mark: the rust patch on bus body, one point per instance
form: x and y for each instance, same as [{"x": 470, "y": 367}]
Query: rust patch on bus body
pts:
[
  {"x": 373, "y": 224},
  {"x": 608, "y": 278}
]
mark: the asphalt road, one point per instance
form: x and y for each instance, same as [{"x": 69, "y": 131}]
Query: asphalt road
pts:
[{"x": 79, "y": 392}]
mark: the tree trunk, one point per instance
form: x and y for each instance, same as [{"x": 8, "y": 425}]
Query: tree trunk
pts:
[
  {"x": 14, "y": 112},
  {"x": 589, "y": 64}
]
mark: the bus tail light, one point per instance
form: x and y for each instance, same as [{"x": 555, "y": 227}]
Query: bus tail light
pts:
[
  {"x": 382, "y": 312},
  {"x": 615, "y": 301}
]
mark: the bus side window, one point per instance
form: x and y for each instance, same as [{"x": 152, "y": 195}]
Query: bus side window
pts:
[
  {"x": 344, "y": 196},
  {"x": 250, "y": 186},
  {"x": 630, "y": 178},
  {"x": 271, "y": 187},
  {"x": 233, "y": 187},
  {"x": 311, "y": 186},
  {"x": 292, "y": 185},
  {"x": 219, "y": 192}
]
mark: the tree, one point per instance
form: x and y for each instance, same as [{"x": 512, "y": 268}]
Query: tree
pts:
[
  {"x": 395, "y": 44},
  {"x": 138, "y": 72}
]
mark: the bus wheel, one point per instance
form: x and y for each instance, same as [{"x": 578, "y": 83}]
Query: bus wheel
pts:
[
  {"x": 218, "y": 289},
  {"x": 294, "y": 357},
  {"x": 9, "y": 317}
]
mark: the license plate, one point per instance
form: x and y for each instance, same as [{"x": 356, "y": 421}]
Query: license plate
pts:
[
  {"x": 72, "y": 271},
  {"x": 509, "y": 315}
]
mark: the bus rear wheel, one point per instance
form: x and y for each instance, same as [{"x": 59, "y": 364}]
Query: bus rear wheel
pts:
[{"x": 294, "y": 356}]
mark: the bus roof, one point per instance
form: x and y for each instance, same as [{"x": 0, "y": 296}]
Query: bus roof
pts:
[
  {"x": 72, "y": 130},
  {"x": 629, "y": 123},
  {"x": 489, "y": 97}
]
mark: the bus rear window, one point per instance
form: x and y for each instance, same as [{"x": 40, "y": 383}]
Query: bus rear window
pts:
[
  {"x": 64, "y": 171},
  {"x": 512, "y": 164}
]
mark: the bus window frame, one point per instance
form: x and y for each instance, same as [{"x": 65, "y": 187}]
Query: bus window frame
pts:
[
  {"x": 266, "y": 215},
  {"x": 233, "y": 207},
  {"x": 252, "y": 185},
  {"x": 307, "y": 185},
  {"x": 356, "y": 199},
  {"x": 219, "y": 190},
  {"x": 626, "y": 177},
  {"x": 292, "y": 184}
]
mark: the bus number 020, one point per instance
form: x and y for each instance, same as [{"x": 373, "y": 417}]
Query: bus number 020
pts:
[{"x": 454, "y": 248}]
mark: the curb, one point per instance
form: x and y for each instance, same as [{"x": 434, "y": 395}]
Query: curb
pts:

::::

- _TASK_: Reproduce all the entries above, replacing each "one point per instance" with "a single point per instance" and leaving everything else unchanged.

- _EXERCISE RESULT_:
mark: the rust patch on bus body, a single point per instance
form: x and y for each instance, same as [{"x": 470, "y": 367}]
Query: rust patch on bus body
pts:
[
  {"x": 373, "y": 224},
  {"x": 608, "y": 278}
]
mark: the asphalt road, a single point per instance
form: x and y for each instance, same as [{"x": 69, "y": 131}]
Query: asphalt road
pts:
[{"x": 79, "y": 392}]
mark: the tree trunk, a single point per instance
form: x and y for each instance, same as [{"x": 8, "y": 425}]
Query: tree trunk
pts:
[
  {"x": 14, "y": 112},
  {"x": 589, "y": 64}
]
mark: the bus tail light, a single point per instance
form: x and y for each instance, same as [{"x": 555, "y": 227}]
Query: bus tail light
pts:
[
  {"x": 382, "y": 312},
  {"x": 615, "y": 301}
]
mark: the bus side window, a single point per instance
form: x and y for each instance, same as [{"x": 152, "y": 195}]
Query: bus side window
pts:
[
  {"x": 344, "y": 196},
  {"x": 250, "y": 186},
  {"x": 630, "y": 178},
  {"x": 271, "y": 187},
  {"x": 233, "y": 187},
  {"x": 311, "y": 186},
  {"x": 292, "y": 185},
  {"x": 219, "y": 192}
]
mark: the tree, a single point per instance
form: x and y for each instance, same as [{"x": 512, "y": 268}]
Query: tree
pts:
[
  {"x": 395, "y": 44},
  {"x": 138, "y": 72}
]
mark: the bus wheel, a single point per instance
form: x and y for each instance, same as [{"x": 578, "y": 83}]
Query: bus wheel
pts:
[
  {"x": 218, "y": 289},
  {"x": 294, "y": 357},
  {"x": 9, "y": 317}
]
mark: the license plate, a single point per instance
form: x and y for each instance, same as [{"x": 356, "y": 421}]
Query: license plate
pts:
[
  {"x": 72, "y": 271},
  {"x": 509, "y": 315}
]
mark: the bus rear wheel, a single point per instance
form: x and y for each instance, same as [{"x": 59, "y": 364}]
Query: bus rear wheel
pts:
[{"x": 294, "y": 356}]
mark: the bus roof, a single point per instance
form: x and y for each instance, same as [{"x": 0, "y": 296}]
Query: bus roof
pts:
[
  {"x": 72, "y": 130},
  {"x": 629, "y": 123},
  {"x": 489, "y": 97}
]
mark: the bus rear window, a single point per instance
form: x and y for each instance, same as [{"x": 40, "y": 383}]
Query: bus rear window
pts:
[
  {"x": 64, "y": 171},
  {"x": 512, "y": 164}
]
mark: the bus window frame, a single point per instance
form: x and y for each instance, same as [{"x": 65, "y": 187}]
Query: bus window frame
pts:
[
  {"x": 266, "y": 215},
  {"x": 233, "y": 207},
  {"x": 252, "y": 185},
  {"x": 307, "y": 185},
  {"x": 356, "y": 199},
  {"x": 219, "y": 190},
  {"x": 626, "y": 177},
  {"x": 292, "y": 184}
]
mark: the bus number 020, a single point per instance
form: x and y for each instance, same as [{"x": 373, "y": 417}]
Query: bus number 020
pts:
[{"x": 454, "y": 248}]
mark: the curb, a single point per instance
form: x and y for each instance, same as [{"x": 434, "y": 395}]
Query: curb
pts:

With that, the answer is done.